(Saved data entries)
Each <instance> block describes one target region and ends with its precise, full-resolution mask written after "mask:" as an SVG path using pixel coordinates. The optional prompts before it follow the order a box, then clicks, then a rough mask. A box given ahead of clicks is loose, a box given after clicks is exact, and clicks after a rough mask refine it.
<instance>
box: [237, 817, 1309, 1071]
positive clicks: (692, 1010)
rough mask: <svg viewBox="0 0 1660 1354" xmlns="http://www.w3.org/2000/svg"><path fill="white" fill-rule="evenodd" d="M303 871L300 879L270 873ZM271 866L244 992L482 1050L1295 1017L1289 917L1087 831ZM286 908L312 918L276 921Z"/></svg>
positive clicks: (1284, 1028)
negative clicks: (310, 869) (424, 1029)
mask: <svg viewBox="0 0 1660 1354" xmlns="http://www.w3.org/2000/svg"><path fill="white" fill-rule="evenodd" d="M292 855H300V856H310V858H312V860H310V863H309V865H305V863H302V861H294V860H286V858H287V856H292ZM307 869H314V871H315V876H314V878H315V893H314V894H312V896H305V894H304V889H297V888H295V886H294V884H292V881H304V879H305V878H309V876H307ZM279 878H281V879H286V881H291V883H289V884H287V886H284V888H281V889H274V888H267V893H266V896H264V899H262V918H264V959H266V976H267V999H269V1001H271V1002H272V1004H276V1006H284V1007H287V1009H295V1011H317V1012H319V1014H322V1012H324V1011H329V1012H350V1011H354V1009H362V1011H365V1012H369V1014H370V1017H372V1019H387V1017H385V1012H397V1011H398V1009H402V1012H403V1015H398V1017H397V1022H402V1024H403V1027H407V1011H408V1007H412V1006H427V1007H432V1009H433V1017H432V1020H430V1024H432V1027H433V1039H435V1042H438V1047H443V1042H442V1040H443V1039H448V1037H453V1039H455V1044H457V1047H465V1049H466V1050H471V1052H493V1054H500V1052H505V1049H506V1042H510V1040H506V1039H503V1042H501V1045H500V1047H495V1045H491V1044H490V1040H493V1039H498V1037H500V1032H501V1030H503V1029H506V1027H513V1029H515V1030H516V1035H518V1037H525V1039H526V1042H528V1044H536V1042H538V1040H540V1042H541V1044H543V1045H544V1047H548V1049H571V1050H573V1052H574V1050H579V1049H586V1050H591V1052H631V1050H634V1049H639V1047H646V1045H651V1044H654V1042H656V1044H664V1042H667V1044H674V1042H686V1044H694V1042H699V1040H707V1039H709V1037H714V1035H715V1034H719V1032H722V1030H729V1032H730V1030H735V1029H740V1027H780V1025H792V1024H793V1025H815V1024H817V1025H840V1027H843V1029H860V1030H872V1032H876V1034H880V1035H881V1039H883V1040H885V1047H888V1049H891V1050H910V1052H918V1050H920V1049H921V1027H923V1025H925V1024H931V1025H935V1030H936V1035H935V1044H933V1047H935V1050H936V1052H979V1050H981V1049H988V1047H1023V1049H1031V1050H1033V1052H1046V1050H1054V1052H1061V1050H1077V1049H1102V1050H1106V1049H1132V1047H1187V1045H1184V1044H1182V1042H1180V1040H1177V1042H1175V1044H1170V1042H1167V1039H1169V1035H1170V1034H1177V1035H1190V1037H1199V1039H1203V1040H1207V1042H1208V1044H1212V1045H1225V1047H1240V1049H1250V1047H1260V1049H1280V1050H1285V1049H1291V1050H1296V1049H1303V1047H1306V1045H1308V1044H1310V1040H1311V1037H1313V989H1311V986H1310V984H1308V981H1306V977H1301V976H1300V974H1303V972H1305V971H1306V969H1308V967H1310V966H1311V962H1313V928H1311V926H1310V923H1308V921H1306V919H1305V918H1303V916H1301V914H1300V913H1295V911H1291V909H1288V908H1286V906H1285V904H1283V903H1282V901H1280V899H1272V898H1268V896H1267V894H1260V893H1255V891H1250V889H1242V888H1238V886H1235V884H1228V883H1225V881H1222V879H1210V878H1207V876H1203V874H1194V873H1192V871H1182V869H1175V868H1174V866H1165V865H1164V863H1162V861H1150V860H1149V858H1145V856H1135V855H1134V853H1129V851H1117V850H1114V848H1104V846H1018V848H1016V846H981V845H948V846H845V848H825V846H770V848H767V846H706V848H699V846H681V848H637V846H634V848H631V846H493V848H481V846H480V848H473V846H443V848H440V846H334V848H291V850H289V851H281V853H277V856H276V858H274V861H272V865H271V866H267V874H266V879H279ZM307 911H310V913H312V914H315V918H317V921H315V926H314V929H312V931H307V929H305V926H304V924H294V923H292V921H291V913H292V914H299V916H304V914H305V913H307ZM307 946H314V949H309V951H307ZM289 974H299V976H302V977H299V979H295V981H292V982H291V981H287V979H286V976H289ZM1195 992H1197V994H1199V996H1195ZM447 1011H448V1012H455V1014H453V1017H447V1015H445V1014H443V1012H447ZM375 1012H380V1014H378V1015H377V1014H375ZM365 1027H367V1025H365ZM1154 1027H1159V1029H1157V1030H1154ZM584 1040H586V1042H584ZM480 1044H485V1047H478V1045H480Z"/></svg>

...

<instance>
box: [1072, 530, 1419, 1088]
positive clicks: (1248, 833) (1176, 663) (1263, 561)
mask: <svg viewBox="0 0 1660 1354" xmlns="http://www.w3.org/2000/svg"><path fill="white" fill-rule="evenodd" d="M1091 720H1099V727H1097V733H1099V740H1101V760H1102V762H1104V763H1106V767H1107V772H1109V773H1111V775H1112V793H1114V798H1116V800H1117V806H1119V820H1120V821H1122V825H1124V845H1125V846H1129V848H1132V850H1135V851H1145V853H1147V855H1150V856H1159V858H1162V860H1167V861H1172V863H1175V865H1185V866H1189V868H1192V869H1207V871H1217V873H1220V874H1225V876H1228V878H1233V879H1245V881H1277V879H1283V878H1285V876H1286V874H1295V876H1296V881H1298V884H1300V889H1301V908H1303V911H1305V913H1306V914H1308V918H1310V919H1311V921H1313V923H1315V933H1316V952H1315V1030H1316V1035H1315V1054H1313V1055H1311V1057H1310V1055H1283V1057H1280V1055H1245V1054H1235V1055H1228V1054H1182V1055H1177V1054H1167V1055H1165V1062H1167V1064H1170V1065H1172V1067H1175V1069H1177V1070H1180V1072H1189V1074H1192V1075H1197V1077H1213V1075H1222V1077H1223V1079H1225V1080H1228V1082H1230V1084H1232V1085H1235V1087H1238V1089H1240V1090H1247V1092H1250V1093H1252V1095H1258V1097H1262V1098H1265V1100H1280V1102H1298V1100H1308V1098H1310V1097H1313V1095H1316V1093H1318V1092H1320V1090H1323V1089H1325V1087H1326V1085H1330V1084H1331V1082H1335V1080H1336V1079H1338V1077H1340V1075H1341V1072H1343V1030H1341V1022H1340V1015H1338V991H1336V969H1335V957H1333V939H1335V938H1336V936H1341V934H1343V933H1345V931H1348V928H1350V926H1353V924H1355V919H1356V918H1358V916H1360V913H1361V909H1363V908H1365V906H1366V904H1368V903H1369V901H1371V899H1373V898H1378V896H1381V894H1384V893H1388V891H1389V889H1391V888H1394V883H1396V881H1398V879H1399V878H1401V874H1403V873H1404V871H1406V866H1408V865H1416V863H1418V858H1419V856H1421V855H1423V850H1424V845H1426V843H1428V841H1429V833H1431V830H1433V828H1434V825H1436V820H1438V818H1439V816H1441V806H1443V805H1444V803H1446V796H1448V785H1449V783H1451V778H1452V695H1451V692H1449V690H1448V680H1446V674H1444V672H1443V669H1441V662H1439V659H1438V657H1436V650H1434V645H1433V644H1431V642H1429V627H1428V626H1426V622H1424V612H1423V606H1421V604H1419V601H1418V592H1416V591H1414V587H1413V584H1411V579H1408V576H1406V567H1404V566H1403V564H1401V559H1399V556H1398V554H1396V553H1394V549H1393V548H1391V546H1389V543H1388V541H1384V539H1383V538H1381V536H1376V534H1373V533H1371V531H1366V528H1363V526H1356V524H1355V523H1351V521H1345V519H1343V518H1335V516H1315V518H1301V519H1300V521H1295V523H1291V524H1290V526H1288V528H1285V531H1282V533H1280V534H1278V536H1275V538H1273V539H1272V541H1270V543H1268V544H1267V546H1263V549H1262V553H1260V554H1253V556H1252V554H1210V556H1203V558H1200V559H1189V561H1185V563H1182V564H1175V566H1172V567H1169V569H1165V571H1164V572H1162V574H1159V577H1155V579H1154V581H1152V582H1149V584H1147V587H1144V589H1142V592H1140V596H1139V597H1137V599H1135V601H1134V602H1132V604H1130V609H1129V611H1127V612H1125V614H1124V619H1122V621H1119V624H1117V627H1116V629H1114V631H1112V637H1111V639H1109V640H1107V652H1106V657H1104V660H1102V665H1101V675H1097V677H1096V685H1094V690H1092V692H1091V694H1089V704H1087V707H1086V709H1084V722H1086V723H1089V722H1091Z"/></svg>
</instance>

---

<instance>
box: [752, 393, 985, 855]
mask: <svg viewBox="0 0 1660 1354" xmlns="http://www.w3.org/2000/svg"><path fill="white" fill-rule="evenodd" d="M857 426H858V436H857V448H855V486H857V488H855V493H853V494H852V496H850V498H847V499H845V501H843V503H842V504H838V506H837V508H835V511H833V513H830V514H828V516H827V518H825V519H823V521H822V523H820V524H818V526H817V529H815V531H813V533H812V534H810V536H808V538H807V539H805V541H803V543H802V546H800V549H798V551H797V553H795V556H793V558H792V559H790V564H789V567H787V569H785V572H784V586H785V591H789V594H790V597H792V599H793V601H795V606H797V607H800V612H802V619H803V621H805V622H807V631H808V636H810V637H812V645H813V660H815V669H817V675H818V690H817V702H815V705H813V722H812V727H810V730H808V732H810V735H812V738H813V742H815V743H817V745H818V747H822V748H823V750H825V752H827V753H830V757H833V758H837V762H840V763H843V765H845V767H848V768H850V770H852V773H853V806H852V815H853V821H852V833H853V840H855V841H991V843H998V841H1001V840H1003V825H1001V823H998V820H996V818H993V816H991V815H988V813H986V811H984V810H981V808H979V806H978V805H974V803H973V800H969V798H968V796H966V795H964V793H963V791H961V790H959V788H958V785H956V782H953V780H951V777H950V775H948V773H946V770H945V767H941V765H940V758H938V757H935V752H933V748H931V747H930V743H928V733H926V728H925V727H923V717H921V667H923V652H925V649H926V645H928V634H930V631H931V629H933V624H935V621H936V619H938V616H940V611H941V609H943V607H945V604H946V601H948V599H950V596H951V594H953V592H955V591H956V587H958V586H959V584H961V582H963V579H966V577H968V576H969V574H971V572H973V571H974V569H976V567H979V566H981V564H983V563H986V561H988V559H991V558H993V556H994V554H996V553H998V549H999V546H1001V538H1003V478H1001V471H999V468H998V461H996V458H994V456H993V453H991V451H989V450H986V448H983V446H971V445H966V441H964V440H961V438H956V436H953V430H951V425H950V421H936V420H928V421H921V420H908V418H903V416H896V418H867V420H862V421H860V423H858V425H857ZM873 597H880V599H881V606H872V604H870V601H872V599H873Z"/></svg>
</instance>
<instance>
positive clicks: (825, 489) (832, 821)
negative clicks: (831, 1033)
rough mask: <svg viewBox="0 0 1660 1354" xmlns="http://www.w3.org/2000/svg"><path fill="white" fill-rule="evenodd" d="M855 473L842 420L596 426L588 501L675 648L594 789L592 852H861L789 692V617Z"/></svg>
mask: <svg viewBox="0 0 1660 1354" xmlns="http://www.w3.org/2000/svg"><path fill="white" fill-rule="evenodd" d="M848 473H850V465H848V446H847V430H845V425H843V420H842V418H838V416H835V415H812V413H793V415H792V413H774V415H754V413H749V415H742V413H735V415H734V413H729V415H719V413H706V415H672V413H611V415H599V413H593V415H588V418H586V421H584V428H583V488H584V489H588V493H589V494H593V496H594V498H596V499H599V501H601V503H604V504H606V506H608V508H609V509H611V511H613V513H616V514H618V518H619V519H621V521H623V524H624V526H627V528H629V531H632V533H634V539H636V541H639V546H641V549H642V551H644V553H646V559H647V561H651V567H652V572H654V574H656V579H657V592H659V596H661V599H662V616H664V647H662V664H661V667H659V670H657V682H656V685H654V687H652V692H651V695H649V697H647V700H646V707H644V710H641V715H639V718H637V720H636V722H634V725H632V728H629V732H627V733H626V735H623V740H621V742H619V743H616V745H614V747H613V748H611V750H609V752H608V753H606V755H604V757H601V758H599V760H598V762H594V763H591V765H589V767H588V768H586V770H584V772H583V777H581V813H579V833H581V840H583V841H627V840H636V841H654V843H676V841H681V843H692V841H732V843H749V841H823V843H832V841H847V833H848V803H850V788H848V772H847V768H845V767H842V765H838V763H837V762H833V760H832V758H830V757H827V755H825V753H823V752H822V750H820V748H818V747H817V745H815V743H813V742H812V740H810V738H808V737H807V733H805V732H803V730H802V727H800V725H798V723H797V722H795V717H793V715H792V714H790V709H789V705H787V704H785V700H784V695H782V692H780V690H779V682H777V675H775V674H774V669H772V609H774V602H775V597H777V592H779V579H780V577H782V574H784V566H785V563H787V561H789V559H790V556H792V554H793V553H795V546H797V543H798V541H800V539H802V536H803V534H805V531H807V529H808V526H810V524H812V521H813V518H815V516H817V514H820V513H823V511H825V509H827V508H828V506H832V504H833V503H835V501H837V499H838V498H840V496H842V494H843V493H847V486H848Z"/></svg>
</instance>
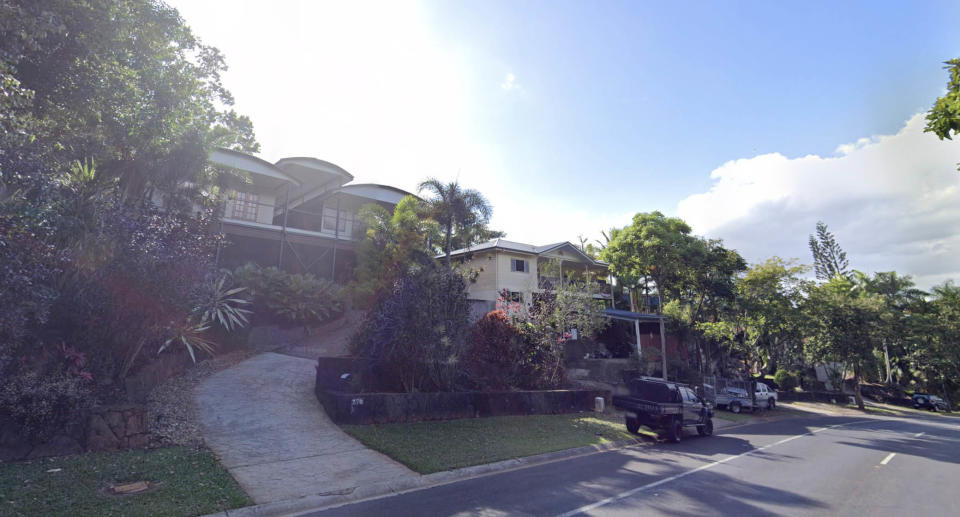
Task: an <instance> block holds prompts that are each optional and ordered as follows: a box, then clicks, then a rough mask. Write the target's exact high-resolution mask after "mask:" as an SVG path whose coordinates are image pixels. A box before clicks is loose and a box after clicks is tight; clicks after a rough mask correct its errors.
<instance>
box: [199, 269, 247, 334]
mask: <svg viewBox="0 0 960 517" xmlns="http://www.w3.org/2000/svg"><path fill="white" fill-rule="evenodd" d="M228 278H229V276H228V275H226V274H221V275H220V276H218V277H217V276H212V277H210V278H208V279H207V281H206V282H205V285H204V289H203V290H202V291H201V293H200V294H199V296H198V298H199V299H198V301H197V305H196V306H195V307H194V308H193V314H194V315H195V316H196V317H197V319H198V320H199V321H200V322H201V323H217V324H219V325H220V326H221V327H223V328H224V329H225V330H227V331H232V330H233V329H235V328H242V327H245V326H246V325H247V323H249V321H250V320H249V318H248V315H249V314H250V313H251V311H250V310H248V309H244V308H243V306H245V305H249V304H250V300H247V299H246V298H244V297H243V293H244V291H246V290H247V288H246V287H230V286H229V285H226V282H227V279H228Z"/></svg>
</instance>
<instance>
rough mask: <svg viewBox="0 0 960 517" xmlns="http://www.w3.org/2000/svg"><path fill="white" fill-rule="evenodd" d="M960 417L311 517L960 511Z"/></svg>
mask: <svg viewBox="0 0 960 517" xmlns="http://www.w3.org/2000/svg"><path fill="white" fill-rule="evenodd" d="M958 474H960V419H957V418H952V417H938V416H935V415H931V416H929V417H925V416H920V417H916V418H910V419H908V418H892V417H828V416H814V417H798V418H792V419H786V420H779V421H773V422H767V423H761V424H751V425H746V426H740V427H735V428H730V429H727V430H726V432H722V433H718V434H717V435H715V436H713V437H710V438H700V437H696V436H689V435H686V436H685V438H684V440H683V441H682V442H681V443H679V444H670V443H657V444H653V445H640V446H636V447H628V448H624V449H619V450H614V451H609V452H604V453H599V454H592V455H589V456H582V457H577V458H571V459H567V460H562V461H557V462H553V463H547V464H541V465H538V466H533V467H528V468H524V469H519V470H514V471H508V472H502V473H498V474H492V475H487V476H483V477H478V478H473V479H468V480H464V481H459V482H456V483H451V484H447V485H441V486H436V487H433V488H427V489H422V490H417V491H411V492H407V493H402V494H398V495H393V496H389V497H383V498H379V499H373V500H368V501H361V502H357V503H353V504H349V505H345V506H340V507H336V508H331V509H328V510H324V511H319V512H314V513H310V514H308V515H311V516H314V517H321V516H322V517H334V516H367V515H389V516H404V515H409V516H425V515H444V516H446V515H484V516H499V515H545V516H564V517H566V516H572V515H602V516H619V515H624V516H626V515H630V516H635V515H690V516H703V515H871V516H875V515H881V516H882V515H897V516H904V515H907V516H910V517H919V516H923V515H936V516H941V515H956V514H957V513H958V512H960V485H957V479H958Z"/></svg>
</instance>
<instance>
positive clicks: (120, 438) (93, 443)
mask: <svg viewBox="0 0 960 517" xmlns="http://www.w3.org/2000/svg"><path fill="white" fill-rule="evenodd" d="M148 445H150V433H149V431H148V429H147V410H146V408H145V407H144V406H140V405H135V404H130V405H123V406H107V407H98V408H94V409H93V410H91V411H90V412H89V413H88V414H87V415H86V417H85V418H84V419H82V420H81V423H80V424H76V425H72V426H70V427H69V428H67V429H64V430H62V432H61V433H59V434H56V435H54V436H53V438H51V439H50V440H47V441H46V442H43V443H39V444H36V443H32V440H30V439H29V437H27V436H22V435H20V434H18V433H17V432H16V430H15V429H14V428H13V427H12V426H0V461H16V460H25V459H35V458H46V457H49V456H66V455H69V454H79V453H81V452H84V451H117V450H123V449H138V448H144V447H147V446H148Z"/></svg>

What the exercise asks: After locating the line holding "Each <instance> block" above, output exactly that line and every line after it through the line holding "positive clicks: (692, 1010)". Include nothing else.

Answer section:
Each <instance> block describes one target region and ends with its precise, full-resolution mask written after "mask:" as an SVG path using pixel coordinates. The optional prompts before it follow the order a box, then clicks, then a rough mask. A box given ahead of clicks is loose, a box given after clicks is exact, and clicks after a rough mask refine it.
<instance>
box: [237, 817, 1309, 1071]
positive clicks: (692, 1010)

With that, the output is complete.